De tous âges… et de tous niveaux ! Terre de champion par le passé, le Luberon l’est encore aujourd’hui puisque c’est de cette région que vient par exemple Kevin Miquel, l’un des meilleurs français en enduro en ce moment. Quand on le retrouve pour quelques tours de roue après une matinée d’entraînement, il rend hommage à cette génération de pionniers que nous avons rencontré un peu plus tôt : « C’est clair qu’ils font partie intégrante des gens qui donnent envie de faire du vélo, notamment les frères Taillefer. Quand on aime la compétition, on a aimé les suivre en étant petit, ça fait partie de notre jeunesse et on ne l’oublie pas. »

Gaëtan Dupin, l’entraîneur des jeunes mais également guide VTT, illustre :« On a deux clubs majeurs qui sont le Veloroc et le VTT Luberon, l’un d’où est issu Kevin et qui est plutôt orienté XC et l’autre qui est plutôt orienté AM, enduro, freeride, dans l’inspiration des pionniers comme Fabrice Taillefer, donc on a quand même un pool de jeunes qui sont super bons, poussés par l’image de pas mal de pro riders qui viennent dans la région pour ouvrir des spots. On en entendra parler je pense ! »

Données enregistrées:
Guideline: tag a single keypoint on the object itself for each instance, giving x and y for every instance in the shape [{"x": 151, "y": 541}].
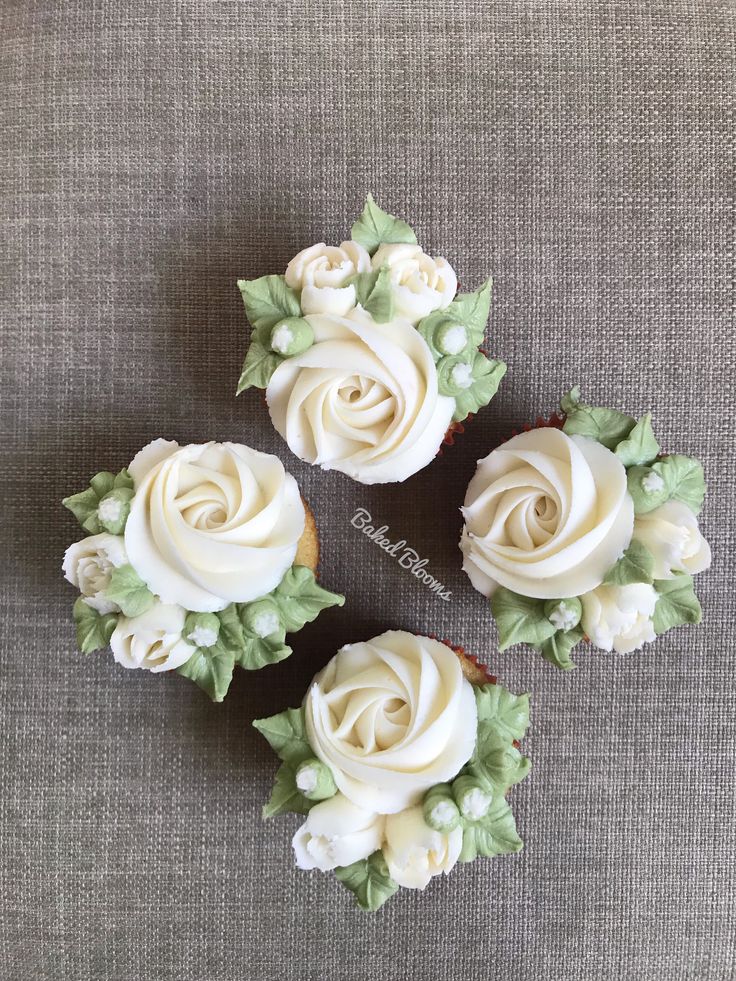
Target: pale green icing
[
  {"x": 314, "y": 779},
  {"x": 129, "y": 592},
  {"x": 291, "y": 336},
  {"x": 103, "y": 486},
  {"x": 375, "y": 227},
  {"x": 676, "y": 603},
  {"x": 439, "y": 808},
  {"x": 635, "y": 565},
  {"x": 369, "y": 881},
  {"x": 640, "y": 446},
  {"x": 94, "y": 630}
]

OBJECTIF 1:
D'après l'extrait sur le VTT dans le Luberon, quelles sont les deux fonctions de Gaëtan Dupin ?
OBJECTIF 2:
Poursuivez l'extrait sur le VTT dans le Luberon à partir de sa dernière phrase.
Les entrées ci-dessus forment un matériau à part, distinct de l'extrait sur le VTT dans le Luberon.

RÉPONSE RÉDIGÉE 1:
Il est entraîneur des jeunes et guide VTT.

RÉPONSE RÉDIGÉE 2:
Un territoire aux multiples facettes

Des pilotes comme Nicolas Filippi ou Hugo Pigeon ont également fait leurs premières armes dans le Luberon, au sein du Veloroc Cavaillon. Une telle concentration de talents sur un si petit territoire, cela doit bien avoir un lien avec le terrain ?

« C’est vrai qu’on découvre beaucoup d’endroits avec les compétitions des Worlds Series, et quand on revient ici on s’aperçoit qu’on a beaucoup de chance, rien qu’en terme de météo on arrive à s’entraîner 365 jours avec essentiellement du beau temps, on a beaucoup de variété dans les trails donc c’est un endroit parfait » nous détaille Kevin, avant d’ajouter que « ce qui est vraiment rigolo, c’est que même si on connaît beaucoup beaucoup d’endroits, on arrive encore à en découvrir. On ne shape pas forcément, il y a beaucoup de chemins naturels. Chaque année on découvre de nouvelles choses et c’est ça qui est vraiment enrichissant. »

Jade Chauvin abonde : « Le vélo ici, c’est fantastique, on ne roule pas deux fois au même endroit dans l’année et sur le même parcours si on veut, il y a une multiplicité de chemins, de singles, de petits sentiers… C’est fantastique, on se perd assez souvent d’ailleurs mais c’est maintenant très bien balisé. »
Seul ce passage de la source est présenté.